▸ YOUR INSTRUCTIONS:
Word for word, copy the line containing "Where can the paved plaza" and each line after it in the records below, ending with the last line.

▸ EXERCISE INPUTS:

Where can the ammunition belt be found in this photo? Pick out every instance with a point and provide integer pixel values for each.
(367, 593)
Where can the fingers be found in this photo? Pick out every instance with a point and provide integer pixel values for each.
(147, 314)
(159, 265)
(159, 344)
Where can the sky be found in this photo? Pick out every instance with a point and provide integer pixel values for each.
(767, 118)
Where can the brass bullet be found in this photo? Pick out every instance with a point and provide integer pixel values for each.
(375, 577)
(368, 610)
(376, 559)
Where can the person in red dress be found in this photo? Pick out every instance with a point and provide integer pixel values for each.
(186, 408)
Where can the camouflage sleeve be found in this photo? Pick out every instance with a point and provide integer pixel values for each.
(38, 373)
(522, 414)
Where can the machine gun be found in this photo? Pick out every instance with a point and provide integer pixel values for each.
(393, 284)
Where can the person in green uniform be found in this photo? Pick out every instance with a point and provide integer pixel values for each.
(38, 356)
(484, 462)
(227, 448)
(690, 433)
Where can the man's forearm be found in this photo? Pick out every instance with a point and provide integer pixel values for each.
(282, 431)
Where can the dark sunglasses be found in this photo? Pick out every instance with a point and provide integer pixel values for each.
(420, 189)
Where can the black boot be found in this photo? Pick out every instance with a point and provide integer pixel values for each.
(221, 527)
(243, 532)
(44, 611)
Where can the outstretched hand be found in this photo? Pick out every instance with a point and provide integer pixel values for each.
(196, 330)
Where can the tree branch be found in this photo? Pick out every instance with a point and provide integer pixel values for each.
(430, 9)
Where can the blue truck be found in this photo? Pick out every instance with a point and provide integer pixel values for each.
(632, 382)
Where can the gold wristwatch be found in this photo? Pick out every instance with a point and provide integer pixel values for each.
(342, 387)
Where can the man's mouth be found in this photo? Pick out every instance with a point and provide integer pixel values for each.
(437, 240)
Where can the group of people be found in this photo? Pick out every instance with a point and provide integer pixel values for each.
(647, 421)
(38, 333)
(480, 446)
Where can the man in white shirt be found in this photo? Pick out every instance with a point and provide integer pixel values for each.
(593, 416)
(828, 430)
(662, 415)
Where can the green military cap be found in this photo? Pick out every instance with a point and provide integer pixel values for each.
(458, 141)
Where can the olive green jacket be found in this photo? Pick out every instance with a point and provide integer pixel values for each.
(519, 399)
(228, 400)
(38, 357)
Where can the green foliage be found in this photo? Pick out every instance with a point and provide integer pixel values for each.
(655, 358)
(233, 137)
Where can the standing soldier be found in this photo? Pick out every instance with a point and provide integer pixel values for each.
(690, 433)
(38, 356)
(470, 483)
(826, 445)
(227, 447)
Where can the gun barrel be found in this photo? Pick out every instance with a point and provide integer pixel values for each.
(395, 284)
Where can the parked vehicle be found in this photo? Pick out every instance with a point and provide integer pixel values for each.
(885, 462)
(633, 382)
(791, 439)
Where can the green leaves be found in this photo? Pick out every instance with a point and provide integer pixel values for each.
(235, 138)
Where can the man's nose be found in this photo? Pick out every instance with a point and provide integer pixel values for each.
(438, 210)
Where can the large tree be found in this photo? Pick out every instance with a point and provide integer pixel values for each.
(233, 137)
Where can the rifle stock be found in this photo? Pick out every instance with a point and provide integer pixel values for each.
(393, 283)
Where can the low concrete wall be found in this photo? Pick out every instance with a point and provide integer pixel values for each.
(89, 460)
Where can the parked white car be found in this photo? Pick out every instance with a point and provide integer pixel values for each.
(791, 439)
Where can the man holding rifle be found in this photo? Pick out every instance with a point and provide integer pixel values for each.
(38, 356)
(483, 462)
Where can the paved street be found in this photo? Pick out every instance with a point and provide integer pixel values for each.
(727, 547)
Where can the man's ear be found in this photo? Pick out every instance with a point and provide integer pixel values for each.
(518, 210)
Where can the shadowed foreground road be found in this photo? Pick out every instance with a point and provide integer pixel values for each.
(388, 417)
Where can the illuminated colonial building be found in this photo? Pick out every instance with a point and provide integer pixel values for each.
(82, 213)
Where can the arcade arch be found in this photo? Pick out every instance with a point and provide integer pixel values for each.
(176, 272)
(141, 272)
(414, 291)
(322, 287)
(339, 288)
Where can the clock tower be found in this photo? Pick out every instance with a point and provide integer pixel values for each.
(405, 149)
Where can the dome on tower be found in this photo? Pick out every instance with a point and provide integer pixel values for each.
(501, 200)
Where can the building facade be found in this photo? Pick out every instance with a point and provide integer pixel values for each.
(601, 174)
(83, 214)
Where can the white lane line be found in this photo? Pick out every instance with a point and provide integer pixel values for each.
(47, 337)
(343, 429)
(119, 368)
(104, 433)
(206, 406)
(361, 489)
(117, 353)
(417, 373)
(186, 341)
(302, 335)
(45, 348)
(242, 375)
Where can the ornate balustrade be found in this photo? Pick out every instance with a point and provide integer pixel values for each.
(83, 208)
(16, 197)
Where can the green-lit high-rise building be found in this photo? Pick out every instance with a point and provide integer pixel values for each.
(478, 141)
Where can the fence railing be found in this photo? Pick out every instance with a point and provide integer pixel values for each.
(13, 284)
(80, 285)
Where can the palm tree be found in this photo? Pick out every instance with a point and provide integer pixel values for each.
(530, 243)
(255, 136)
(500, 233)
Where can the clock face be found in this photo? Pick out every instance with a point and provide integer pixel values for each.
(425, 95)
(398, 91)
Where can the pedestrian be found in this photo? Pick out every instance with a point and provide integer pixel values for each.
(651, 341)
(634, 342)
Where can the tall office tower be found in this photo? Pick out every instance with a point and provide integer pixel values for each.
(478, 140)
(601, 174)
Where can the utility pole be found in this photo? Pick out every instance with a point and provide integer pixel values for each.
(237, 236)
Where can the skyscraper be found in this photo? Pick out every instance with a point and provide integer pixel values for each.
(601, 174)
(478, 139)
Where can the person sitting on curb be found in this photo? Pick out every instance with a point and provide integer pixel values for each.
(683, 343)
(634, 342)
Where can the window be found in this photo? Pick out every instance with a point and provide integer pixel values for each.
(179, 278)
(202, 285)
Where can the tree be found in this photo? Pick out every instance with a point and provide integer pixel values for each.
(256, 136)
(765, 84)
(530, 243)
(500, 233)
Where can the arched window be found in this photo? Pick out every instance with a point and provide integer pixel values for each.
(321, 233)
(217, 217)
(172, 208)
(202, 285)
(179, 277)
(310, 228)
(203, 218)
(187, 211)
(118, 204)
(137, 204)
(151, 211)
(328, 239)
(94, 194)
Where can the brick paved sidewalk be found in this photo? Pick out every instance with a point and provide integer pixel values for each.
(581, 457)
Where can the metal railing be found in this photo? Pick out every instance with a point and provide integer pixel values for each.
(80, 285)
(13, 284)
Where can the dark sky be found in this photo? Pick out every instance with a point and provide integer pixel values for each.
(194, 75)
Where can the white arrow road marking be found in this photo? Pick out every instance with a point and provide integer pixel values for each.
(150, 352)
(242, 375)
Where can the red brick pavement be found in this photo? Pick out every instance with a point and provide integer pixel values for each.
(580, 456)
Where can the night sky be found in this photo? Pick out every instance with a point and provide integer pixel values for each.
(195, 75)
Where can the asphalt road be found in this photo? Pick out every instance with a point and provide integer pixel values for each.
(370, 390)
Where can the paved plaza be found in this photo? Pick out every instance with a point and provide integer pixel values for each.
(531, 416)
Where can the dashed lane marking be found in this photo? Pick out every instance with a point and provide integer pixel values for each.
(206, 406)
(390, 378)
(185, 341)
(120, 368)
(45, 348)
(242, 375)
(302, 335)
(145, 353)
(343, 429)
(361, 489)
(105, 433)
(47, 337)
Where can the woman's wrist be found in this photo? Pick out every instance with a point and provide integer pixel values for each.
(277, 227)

▸ OUTPUT BELOW:
Where can the paved plaza be found in this photo? Pick out every instance with a point and provide integer pixel values for each.
(531, 416)
Where can the dashed lane marking be found in this photo? Pick out every instance with a point and provide integer pixel values for each.
(206, 406)
(390, 378)
(185, 341)
(120, 368)
(45, 348)
(242, 375)
(302, 335)
(145, 353)
(343, 429)
(361, 489)
(105, 433)
(47, 337)
Where can the woman's wrist be found in this photo? Pick out every instance with a point and provide integer pixel values for each.
(277, 227)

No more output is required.